Task objective - Return every line of the data below unchanged, character for character.

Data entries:
----------------
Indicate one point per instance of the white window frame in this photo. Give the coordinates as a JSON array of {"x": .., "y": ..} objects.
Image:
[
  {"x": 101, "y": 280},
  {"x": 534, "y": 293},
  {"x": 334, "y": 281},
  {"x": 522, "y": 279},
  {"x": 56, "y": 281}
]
----------------
Complete response -
Indicate one point per instance of the white window frame in this photo. Give the coordinates as a JSON array of {"x": .., "y": ..} objects.
Image:
[
  {"x": 101, "y": 280},
  {"x": 534, "y": 293},
  {"x": 334, "y": 281},
  {"x": 522, "y": 279},
  {"x": 56, "y": 281}
]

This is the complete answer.